_Consigne 1_
Recopiez fidèlement, dans le texte sur la chaîne GAME, tout le passage qui va de « Le marché du jeu vidéo est » jusqu'à « connait un tournant. ».
_Consigne 2_
Selon le texte sur la chaîne GAME, en quelle année et dans quelle ville Score Games a-t-elle été fondée ?

_Passage extrait_
En redressement judiciaire depuis septembre 2012, la chaîne de magasins de jeux vidéo GAME annonce un plan de reprise partielle. Née Score Games dans les années 90, elle est passée par bien des vicissitudes et occupe une place particulière auprès des « gamers ».
Score Games a été l’une des sociétés pionnières du jeu vidéo d’occasion. Fondée en 1992, à Paris, elle a vite attiré de jeunes joueurs qui souhaitaient échanger leurs jeux contre de nouveaux ou simplement en acheter moins cher. Dix ans plus tard, le groupe GAME rachetait cette enseigne pour la renommer en Score Game puis finalement en GAME en changeant la couleur rouge et jaune de l’enseigne française au profit du rose fuchsia de l’enseigne britannique. Entre temps, est arrivé sur le marché un concurrent de taille en la personne de Micromania (racheté par le leader américain Gamestop en 2008) , mais aussi d’enseignes plus régionales comme Ultima et d’autres boutiques non affiliées à un réseau.
Le marché du jeu vidéo est devenu un marché de masse. La grande distribution a fini par s’y intéresser sérieusement et, désormais, les hits sont moins chers chez Carrefour ou Auchan à leur sortie que dans les chaînes spécialisées (lesquels ont d’ailleurs tenté de vendre plus cher les grosses sorties durant les deux premières semaines avant de baisser graduellement le prix). Les joueurs ne sont pas idiots et un petit tour sur internet les a conduit à se fournir moins cher en Angleterre (paradoxalement chez la maison mère de Game France !). En 2011, Game UK a annoncé des pertes record – la messe est dite. Le marché du jeu vidéo connait un tournant.
Un marché de plus en plus fragmenté
Reste un marché de niche à destination du « hardcore gamer » : celui qui désire des éditions spéciales, aime les vieux jeux, collectionne les consoles, les imports rares. Ce joueur ne va plus chez Game ou Micromania depuis bien longtemps. Le joueur occasionnel ou le joueur de jeu « casual » est arrivé lors de l’explosion de ce secteur avec Nintendo Wii, Kinect, Nintendo DS. Ce joueur achète le jeu vidéo comme un produit de supermarché et ne va pas forcément dans une boutique spécialisée. (À noter que le conseil au joueur n’est pas toujours mis en avant dans les services que procure la boutique alors que les vendeurs sont généralement des passionnés.) Et puis il y a le joueur. Lui a évolué avec son temps : il a changé au fur et à mesure de plateforme et de lieu d’achat. Il a délaissé la console de salon pour d’autres supports. Il recourt aux jeux dématérialisés à télécharger qui sonnent l’arrêt de mort des boutiques spécialisées. Il joue aussi sur son smartphone, là encore avec du dématérialisé. Il n’a vraiment aucune envie d’aller acheter une carte « iTunes » dans une boutique Game. Sauf pour un cadeau pour… un joueur occasionnel.

_Données brutes_

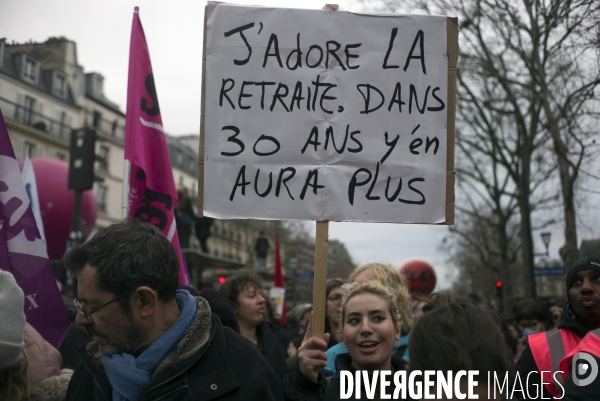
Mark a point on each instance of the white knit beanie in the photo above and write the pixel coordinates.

...

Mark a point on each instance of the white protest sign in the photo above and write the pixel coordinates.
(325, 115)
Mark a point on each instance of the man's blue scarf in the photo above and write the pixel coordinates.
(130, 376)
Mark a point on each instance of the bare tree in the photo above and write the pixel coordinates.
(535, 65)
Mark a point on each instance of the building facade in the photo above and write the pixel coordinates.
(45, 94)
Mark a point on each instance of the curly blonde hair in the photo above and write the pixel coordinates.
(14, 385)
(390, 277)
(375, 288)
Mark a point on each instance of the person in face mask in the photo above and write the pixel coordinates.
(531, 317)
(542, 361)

_Corrigé 1_
Le marché du jeu vidéo est devenu un marché de masse. La grande distribution a fini par s’y intéresser sérieusement et, désormais, les hits sont moins chers chez Carrefour ou Auchan à leur sortie que dans les chaînes spécialisées (lesquels ont d’ailleurs tenté de vendre plus cher les grosses sorties durant les deux premières semaines avant de baisser graduellement le prix). Les joueurs ne sont pas idiots et un petit tour sur internet les a conduit à se fournir moins cher en Angleterre (paradoxalement chez la maison mère de Game France !). En 2011, Game UK a annoncé des pertes record – la messe est dite. Le marché du jeu vidéo connait un tournant.

_Corrigé 2_
En 1992, à Paris.